GOAL
Copy each line below without leaving any out.

MATERIAL PROVIDED
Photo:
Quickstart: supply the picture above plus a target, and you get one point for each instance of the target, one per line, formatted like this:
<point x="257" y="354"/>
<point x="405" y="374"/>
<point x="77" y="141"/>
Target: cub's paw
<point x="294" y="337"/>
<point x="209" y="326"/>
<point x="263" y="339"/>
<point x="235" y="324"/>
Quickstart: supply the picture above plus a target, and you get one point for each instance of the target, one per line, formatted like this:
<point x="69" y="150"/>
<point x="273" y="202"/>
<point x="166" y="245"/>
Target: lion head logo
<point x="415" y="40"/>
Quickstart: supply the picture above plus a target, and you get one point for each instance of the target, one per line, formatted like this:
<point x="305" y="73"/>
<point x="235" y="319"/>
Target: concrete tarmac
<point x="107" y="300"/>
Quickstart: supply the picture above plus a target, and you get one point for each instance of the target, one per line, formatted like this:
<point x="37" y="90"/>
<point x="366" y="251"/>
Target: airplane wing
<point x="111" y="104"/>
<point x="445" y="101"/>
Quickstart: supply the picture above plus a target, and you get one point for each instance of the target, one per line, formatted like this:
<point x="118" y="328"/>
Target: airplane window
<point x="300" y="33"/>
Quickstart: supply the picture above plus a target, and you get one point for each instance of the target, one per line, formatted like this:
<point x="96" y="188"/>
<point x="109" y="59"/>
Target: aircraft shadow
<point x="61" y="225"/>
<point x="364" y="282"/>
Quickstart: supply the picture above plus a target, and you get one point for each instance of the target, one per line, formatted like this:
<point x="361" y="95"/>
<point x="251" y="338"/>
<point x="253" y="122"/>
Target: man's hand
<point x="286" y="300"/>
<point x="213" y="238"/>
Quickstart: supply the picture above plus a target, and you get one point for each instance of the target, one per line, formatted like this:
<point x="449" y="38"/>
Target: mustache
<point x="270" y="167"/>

THE RESULT
Photo:
Quickstart: supply the picture above plus a target, and you get one point for each instance of the target, one per line, formatted like this:
<point x="257" y="354"/>
<point x="405" y="374"/>
<point x="77" y="141"/>
Target: cub's paw
<point x="294" y="337"/>
<point x="209" y="326"/>
<point x="263" y="339"/>
<point x="235" y="324"/>
Quickstart: supply the picture above plus a target, and you get one point for each instance of the target, one per line, formatted like this:
<point x="69" y="150"/>
<point x="273" y="202"/>
<point x="166" y="245"/>
Target: lion head logo
<point x="415" y="40"/>
Quickstart: supply the picture above plus a target, and you get one point for each instance of the target, one per line, formatted like this:
<point x="305" y="73"/>
<point x="235" y="319"/>
Target: concrete tarmac
<point x="107" y="300"/>
Quickstart: supply the picture above plus a target, and you get one point for each instance of the target, one per line, formatted like this:
<point x="37" y="90"/>
<point x="366" y="251"/>
Target: airplane wing
<point x="111" y="104"/>
<point x="445" y="101"/>
Quickstart: supply the picture above plus a target, and you get one point for each instance of the target, one per line, formatted like this:
<point x="118" y="328"/>
Target: airplane window
<point x="300" y="33"/>
Quickstart: supply the picture above plus a target, and you get one point for each instance of the target, one per line, formatted like this:
<point x="96" y="188"/>
<point x="109" y="59"/>
Target: aircraft shadow
<point x="61" y="225"/>
<point x="364" y="282"/>
Quickstart: supply the picture above plus a target, and you get one point for each instance of the target, one per line, formatted like this:
<point x="361" y="95"/>
<point x="251" y="338"/>
<point x="253" y="122"/>
Target: man's hand
<point x="286" y="300"/>
<point x="213" y="238"/>
Quickstart: supply the picture above plus a target, and you get one point for each instance of the target, one per line, formatted like this:
<point x="449" y="38"/>
Target: mustache
<point x="270" y="167"/>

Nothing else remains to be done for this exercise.